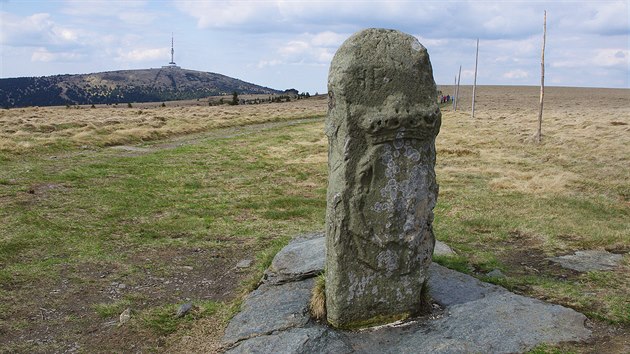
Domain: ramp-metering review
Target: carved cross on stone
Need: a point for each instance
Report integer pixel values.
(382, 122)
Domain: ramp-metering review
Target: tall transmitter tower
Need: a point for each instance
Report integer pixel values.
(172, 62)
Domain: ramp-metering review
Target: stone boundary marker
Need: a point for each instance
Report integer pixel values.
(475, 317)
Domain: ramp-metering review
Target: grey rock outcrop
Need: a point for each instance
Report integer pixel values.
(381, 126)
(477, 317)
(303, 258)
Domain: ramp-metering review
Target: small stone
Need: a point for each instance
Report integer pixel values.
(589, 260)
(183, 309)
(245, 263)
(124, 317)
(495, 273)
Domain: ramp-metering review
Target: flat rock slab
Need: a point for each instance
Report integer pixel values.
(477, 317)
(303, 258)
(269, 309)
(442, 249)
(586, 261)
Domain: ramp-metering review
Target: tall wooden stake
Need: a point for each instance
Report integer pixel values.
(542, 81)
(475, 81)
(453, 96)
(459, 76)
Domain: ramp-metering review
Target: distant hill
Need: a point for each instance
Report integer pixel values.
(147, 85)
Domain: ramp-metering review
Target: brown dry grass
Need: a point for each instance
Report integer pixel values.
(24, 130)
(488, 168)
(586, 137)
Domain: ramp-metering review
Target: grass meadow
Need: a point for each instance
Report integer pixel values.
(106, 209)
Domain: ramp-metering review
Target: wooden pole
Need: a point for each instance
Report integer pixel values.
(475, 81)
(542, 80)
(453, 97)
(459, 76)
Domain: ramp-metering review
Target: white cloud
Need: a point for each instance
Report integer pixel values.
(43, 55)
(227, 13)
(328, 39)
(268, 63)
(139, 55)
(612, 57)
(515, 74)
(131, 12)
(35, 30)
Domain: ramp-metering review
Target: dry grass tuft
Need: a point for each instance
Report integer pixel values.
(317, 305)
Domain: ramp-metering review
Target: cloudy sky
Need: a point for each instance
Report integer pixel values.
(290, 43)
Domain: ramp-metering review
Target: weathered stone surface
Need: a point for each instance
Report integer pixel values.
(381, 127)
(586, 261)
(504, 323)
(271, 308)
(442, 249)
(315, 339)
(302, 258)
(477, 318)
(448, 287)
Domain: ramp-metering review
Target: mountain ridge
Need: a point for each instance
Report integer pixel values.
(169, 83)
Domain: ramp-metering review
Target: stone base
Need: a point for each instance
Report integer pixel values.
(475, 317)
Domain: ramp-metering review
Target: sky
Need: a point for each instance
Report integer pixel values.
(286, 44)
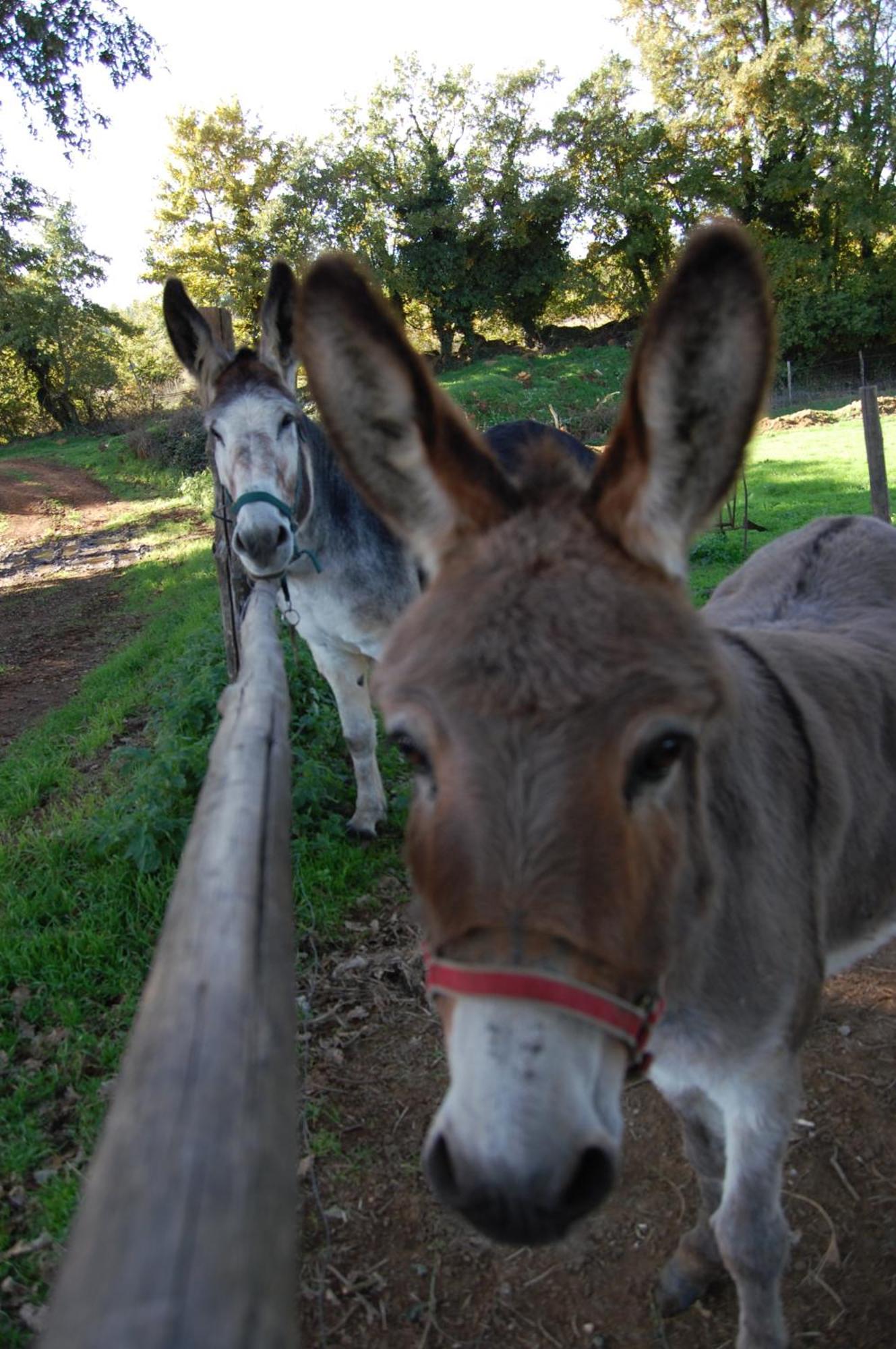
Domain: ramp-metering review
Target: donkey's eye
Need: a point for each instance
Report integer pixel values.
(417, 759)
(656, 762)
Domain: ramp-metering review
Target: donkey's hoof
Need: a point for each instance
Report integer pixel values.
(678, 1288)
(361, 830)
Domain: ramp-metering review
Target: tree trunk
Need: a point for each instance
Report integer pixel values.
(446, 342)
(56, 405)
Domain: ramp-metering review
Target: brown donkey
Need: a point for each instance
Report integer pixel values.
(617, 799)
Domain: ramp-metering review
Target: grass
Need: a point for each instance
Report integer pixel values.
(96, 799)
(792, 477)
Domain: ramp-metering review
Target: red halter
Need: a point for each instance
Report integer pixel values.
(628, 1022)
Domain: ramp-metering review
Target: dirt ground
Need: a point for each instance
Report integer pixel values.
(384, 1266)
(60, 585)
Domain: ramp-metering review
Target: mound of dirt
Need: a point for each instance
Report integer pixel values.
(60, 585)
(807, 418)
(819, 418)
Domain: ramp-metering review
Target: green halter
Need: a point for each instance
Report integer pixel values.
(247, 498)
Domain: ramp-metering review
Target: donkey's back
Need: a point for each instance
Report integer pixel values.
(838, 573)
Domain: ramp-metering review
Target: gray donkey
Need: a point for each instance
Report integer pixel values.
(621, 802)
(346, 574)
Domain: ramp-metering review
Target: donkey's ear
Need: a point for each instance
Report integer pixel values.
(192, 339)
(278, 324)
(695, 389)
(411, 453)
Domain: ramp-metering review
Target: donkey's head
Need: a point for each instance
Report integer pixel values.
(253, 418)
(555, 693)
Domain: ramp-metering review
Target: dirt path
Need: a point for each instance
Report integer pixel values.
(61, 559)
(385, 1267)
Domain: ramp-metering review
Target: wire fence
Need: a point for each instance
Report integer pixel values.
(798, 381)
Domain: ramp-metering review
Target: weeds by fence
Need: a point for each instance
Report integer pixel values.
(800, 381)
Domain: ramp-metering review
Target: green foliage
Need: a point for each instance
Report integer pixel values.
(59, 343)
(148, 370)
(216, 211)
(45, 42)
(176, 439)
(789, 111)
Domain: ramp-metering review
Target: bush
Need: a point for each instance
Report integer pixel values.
- - - - - - -
- **What the task requires**
Go through the listing, find each line with the word "tall", and copy it.

- **Exercise solution**
Target: tall transmitter tower
Target: tall wooden stake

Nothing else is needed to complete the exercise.